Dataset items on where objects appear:
◇ ◇ ◇ ◇ ◇ ◇ ◇
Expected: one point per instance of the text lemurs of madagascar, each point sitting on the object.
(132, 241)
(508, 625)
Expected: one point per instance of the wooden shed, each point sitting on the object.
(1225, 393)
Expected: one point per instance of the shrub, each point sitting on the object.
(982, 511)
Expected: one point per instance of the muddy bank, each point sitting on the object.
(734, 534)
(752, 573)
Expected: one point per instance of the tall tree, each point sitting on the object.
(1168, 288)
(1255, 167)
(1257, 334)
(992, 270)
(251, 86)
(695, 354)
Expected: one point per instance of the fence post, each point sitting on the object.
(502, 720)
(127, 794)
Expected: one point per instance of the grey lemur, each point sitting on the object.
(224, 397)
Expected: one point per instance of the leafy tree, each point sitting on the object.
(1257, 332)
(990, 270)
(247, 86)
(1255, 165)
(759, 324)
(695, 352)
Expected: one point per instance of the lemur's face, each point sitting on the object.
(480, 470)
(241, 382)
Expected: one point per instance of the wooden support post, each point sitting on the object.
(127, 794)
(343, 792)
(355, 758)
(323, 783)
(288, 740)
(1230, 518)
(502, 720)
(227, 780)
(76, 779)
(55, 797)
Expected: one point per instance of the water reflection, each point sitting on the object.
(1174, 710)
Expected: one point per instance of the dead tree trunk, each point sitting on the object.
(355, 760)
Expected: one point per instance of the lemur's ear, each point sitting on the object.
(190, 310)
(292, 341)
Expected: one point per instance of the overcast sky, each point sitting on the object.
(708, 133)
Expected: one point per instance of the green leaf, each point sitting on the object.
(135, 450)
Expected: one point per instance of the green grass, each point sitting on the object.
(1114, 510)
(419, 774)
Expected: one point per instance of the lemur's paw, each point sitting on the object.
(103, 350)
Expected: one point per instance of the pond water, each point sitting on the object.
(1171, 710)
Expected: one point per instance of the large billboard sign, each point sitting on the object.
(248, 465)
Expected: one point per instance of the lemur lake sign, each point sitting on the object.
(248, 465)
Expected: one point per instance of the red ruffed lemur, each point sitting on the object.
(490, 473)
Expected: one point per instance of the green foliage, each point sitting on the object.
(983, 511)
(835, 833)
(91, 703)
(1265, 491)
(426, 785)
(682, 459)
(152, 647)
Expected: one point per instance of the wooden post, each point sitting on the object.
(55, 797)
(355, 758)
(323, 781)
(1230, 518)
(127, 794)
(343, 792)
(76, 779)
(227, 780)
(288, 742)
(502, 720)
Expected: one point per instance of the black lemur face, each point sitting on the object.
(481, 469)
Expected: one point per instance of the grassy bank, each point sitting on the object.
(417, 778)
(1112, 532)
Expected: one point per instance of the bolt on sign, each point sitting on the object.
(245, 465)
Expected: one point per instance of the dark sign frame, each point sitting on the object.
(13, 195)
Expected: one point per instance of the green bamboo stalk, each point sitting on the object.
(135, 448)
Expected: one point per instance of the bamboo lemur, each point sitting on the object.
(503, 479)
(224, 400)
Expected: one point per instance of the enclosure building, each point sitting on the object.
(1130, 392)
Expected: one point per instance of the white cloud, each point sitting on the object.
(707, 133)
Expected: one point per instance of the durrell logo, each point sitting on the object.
◇ ◇ ◇ ◇ ◇ ◇ ◇
What you should do » Rewrite everything above from the line containing "Expected: one point per instance of the wooden support" down to the line containing "(1171, 710)", keeping the request lines as they are and shifting each coordinate in the answers up by 76.

Exercise response »
Expected: one point per instance of the wooden support post, each point sitting on the object.
(203, 870)
(419, 868)
(431, 834)
(399, 859)
(364, 816)
(1306, 594)
(578, 796)
(303, 856)
(152, 855)
(131, 873)
Expected: one point per instance of the water reflection, each point sitting on the object.
(1250, 786)
Expected: one point per instance of the dead tree trunk, each point sitting on the object.
(431, 836)
Expected: one point per instance of the lemur's ear, each point sitting on the object.
(266, 386)
(368, 417)
Expected: one point per instance of the overcast sky, each point sitting on the object.
(784, 209)
Expected: one point per instance of the green leaf, each point sitting on the object.
(211, 526)
Expected: one point per instance of the green grass, each point sitting on the object.
(1190, 586)
(495, 850)
Expected: one point per instance of the lemur's paw, each point sitting on the object.
(179, 426)
Expected: one point per instance of the pond water, each point sitting on the object.
(1247, 786)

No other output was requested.